**PROVIDED TEXT**.

# need a review please!



## bubbachubba340 (Feb 10, 2009)

Well its only a 132cm board. First of all how much do you weigh? I dont know much about the board but I do know it's meant for someone that is probably around 70-100lbs.


----------



## FLuiD (Jul 6, 2009)

Quick Google search:

"The Nitro Ripper Youth model snowboard provides the next generation of riders with a proper snowboard to progress on. Built with the same quality construction as the adult models, the youth Nitro snowboards feature designs and shapes to ehance riding progression, not hinder it. The Ripper is a directional twin to allow any riding style to develop with ease. 

Core: XLWood/Powercore 
Shape: Directional Twin 
Sidecut: Radial 
Stance: 1.0cm Setback 
Base: HI-Def FH 
Warranty: Manufacturer: 2 Year 
Notes: Select a size for specs 

XL Woodcore in sizes 132cm and below. Power core in 137cm and up. Built to handle the lighter weights of youth riders.
Radial Sidecut offers a confident, predictable feel on the snow. Focus on your manuevers, not controlling your board.
Bi-Lite fiberglass for effortless turns and a forgiving flex.
Sidewall construction maintains strength and edge control while the exclusive profile reduces weight.
Hi Def FH Base offers a smooth, fast-ride while being super easy to maintain."

Nitro Ripper Youth Snowboard 132cm+ - Online Snowboard Shop


----------



## In search for I (Dec 14, 2008)

As long as that board is the right size for your weight it will be a great board to learn on. You do however need to put your bindings on the board correctly. Your ratchets should always be on the outside edge of your bindings.


----------



## Guest (Aug 26, 2009)

thanks guys .. much appretiated! 

anyone know how much this bad boys worth?


----------



## arsenic0 (Nov 11, 2008)

Not that it matters but its about 230 new from most online sites...

**TASK 1**.
In the snowboard forum thread, how much does arsenic0 say the board costs new?
**TASK 2**.
List every specification label in the snowboard forum thread's quoted product description, together with the value given for each.
**TASK 3**.
Write the next reply in the snowboard forum thread, picking up after arsenic0's post about the price.
The items are separate material with no connection to the snowboard forum thread.

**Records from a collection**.
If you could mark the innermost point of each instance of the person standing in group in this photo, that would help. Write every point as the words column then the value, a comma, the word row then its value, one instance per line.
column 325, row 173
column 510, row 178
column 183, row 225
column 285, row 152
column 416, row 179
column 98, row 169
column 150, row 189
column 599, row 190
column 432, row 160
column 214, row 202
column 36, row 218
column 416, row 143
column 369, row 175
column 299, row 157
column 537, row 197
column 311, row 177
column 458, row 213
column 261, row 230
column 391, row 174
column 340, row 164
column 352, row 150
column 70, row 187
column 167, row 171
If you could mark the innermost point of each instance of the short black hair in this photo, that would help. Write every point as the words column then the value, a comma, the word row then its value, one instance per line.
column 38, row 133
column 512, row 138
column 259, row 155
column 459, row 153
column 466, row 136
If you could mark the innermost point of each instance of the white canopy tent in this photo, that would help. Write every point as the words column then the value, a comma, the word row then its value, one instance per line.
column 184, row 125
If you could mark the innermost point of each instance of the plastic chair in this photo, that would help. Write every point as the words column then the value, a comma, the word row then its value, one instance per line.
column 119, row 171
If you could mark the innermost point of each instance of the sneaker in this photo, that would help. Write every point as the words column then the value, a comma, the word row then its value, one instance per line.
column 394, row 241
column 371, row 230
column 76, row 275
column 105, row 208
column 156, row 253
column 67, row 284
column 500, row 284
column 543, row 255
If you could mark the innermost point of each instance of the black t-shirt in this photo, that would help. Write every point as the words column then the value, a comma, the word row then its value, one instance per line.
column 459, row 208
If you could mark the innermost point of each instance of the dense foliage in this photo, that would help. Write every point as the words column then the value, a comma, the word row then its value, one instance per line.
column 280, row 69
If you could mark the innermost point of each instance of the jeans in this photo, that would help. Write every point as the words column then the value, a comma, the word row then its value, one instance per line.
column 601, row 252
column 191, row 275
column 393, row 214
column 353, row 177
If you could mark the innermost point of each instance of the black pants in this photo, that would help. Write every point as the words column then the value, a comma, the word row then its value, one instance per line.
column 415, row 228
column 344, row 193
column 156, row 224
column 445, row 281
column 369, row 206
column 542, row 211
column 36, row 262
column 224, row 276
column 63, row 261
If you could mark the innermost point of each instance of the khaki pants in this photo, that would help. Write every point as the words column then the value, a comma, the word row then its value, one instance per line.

**EXERCISE OUTPUT 1**.
About 230 from most online sites.

**EXERCISE OUTPUT 2**.
Core: XLWood/Powercore
Shape: Directional Twin
Sidecut: Radial
Stance: 1.0cm Setback
Base: HI-Def FH
Warranty: Manufacturer: 2 Year
Notes: Select a size for specs

**EXERCISE OUTPUT 3**.
We still need to know your weight/height in order to tell you if its the right size...

That said you wont get more than 125-150ish trying to sell it privately if thats what you have in mind....


----------



## Guest (Aug 26, 2009)

sorry guys..

70kg
180cm tall 

thats ruffly!


----------



## In search for I (Dec 14, 2008)

sabbaa said:


> sorry guys..
> 
> 70kg
> 180cm tall
> ...



155 @ 5'9" you should be on a 150cm or more, your 132 is far to short.


----------



## bubbachubba340 (Feb 10, 2009)

I think the bindings are supposed to be like that. They're Burton Speedzones. I saw a pair of 2009 p1.1 SZ and they had the ratchets on the inside also.


----------



## Guest (Aug 26, 2009)

in search for i.. thanks for that the board will be up for sale shortly if anyone is interested il sell it for 150 so i can get myself a new board.

150 ( is only coz what iv been told its worth on this forum ).. and i rekon its preety cheap!


----------



## Guest (Aug 26, 2009)

Your a touch bigger then I am, and im on a 157, though a 153 or 155 would suit me a bit better


----------



## Guest (Aug 26, 2009)

yer im thinking of something that size. 

last time i was on a board it was massive very hard to control!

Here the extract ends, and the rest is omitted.